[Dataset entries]
──────
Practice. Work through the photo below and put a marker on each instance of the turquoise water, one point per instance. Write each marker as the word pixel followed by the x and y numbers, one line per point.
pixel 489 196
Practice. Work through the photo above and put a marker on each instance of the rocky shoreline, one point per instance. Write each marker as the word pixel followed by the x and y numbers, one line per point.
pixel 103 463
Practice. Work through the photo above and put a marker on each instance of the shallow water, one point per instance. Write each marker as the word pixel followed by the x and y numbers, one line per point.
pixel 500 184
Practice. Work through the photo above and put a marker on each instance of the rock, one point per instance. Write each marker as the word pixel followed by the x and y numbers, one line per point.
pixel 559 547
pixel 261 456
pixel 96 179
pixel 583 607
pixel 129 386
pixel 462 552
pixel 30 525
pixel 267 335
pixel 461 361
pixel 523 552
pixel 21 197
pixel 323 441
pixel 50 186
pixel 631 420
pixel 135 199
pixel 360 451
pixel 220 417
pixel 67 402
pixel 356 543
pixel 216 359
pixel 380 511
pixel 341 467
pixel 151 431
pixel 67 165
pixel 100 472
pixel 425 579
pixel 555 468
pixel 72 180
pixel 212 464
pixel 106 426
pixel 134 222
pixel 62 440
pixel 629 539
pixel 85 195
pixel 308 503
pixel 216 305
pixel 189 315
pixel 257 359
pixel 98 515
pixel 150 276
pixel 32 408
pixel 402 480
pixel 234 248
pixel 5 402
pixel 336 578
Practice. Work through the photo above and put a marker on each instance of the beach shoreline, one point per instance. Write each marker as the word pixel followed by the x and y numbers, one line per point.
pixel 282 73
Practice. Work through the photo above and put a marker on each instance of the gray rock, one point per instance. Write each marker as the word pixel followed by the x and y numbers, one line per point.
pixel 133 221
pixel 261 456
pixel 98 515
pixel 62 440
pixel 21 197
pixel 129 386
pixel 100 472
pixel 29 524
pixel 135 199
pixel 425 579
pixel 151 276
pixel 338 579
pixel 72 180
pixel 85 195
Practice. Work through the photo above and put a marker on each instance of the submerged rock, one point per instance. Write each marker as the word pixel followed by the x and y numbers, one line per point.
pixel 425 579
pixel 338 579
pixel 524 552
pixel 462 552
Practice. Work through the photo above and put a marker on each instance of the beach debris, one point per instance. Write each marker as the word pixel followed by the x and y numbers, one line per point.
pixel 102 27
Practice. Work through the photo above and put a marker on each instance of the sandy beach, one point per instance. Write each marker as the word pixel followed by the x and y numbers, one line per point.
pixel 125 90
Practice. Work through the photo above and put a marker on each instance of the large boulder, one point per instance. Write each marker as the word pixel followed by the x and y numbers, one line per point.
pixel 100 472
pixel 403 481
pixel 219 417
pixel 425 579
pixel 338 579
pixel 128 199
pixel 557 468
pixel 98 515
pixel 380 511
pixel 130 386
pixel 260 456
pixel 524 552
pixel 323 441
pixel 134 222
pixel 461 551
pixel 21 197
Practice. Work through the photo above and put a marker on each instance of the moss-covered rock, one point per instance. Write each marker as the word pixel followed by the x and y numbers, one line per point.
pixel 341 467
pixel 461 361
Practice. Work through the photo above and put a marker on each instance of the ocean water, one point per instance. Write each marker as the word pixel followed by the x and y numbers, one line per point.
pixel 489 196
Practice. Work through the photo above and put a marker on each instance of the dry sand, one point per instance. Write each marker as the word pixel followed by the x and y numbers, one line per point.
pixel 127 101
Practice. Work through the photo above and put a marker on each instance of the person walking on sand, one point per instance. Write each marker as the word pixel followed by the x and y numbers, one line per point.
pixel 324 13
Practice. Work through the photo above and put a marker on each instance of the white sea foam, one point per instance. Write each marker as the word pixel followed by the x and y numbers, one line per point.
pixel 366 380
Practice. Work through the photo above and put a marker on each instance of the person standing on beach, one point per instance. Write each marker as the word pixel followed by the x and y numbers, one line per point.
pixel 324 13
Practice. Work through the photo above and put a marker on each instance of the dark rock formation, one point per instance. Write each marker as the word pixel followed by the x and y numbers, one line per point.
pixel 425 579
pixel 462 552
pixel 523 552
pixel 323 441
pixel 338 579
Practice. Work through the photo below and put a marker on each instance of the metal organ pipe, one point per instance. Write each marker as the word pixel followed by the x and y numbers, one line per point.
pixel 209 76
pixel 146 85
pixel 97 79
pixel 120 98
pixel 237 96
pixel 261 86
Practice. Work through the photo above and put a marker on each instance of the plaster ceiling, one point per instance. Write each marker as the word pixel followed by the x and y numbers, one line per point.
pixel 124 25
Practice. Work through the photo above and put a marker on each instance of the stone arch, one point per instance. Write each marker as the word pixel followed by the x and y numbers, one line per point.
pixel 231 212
──────
* **Task brief**: The entries above are to be retyped exactly, with nothing left out.

* **Answer box**:
Practice. Work through the photo below and put a marker on each instance of the turquoise water, one point per instance. Write each marker as the word pixel followed by the x and y numbers, one line per point.
pixel 489 196
Practice. Work through the photo above and put a marker on each instance of the rocky shoreline, one point per instance. Write each marker as the word pixel followed by the x and y numbers, one line per point.
pixel 103 463
Practice. Work through the photo above and put a marker on each instance of the shallow water, one point per instance. Write each marker as the word pixel followed by the x and y numbers, one line per point.
pixel 500 184
Practice. Work through the photo above and put a marker on each instance of the rock, one point per instance. Write each marker as the word pixel followed by the x and y numbers, one line per point.
pixel 559 547
pixel 261 456
pixel 96 179
pixel 583 607
pixel 129 386
pixel 462 552
pixel 30 525
pixel 267 335
pixel 461 361
pixel 523 552
pixel 21 197
pixel 323 441
pixel 50 186
pixel 631 420
pixel 135 199
pixel 360 451
pixel 220 417
pixel 67 402
pixel 356 543
pixel 216 359
pixel 380 511
pixel 341 467
pixel 151 431
pixel 67 165
pixel 100 472
pixel 425 579
pixel 555 468
pixel 72 180
pixel 212 464
pixel 106 426
pixel 134 222
pixel 62 440
pixel 629 539
pixel 85 195
pixel 308 503
pixel 216 305
pixel 189 315
pixel 257 359
pixel 98 515
pixel 150 276
pixel 32 408
pixel 402 480
pixel 234 248
pixel 5 402
pixel 336 578
Practice. Work through the photo above and put a marker on each instance of the beach shoreline, one point per instance. Write each marker as the word pixel followed by the x and y numbers, one line per point.
pixel 282 73
Practice. Work through the photo above and put a marker on each instance of the gray rock, one point per instance. Write each marker as the word pixel followed by the x and y numbers, one line per point.
pixel 133 221
pixel 261 456
pixel 98 515
pixel 62 440
pixel 21 197
pixel 129 386
pixel 100 472
pixel 29 524
pixel 135 199
pixel 425 579
pixel 151 276
pixel 338 579
pixel 72 180
pixel 85 195
Practice. Work through the photo above and put a marker on each instance of the submerged rock, one point per instance. Write each marker as the word pixel followed by the x and y numbers, one line per point.
pixel 425 579
pixel 338 579
pixel 524 552
pixel 462 552
Practice. Work through the photo above and put a marker on each instance of the beach debris, one point per instance. Write each marker as the word pixel followed by the x and y numbers, one line per point.
pixel 102 27
Practice. Work through the photo above and put a marker on each instance of the sandy beach, one point per instance. Write each marker as the word pixel followed by the x and y numbers, one line per point.
pixel 125 90
Practice. Work through the photo above and put a marker on each instance of the large boulder, one point per instance. Write each marker as the word pixel followed by the x and y numbers, one line per point.
pixel 100 472
pixel 403 481
pixel 219 417
pixel 425 579
pixel 338 579
pixel 128 199
pixel 557 468
pixel 98 515
pixel 380 511
pixel 130 386
pixel 260 456
pixel 524 552
pixel 323 441
pixel 134 222
pixel 461 551
pixel 21 197
Practice. Work through the photo above and put a marker on each instance of the moss-covered rock, one point per instance. Write each marker as the word pixel followed by the x and y numbers, one line per point.
pixel 341 467
pixel 461 361
Practice. Work through the photo above and put a marker on each instance of the ocean water, one point per instance. Write each marker as the word pixel followed by the x and y numbers, one line per point.
pixel 489 196
Practice. Work through the photo above and put a marker on each instance of the dry sand, one point per instance. Write each marker as the word pixel followed by the x and y numbers, one line per point.
pixel 127 101
Practice. Work through the photo above and put a marker on each instance of the person walking on sand, one point per instance. Write each marker as the word pixel followed by the x and y numbers, one line per point.
pixel 324 13
Practice. Work through the photo above and put a marker on each instance of the white sea foam, one point per instance. Write each marker as the word pixel followed by the x and y numbers, one line per point.
pixel 366 380
Practice. Work through the photo above and put a marker on each instance of the person standing on beach, one point per instance. Write each marker as the word pixel followed by the x and y numbers, one line per point.
pixel 324 13
Practice. Work through the photo above and put a marker on each instance of the dark rock formation, one point per instance. Write each marker as the word pixel followed by the x and y numbers, one line per point.
pixel 425 579
pixel 462 552
pixel 523 552
pixel 323 441
pixel 338 579
Practice. Work through the photo below and put a marker on each instance of the metal organ pipe, one point per instance. Write each marker as the word pixel followed by the x and y numbers, one line per point.
pixel 209 76
pixel 146 85
pixel 97 79
pixel 120 98
pixel 237 96
pixel 261 86
Practice. Work through the photo above and put a marker on each instance of the plaster ceiling, one point per instance. Write each marker as the word pixel followed by the x and y numbers, one line per point.
pixel 124 25
Practice. Work through the photo above and put a marker on each instance of the stone arch, one point per instance. Write each marker as the word pixel followed by the x and y numbers, one line per point.
pixel 231 212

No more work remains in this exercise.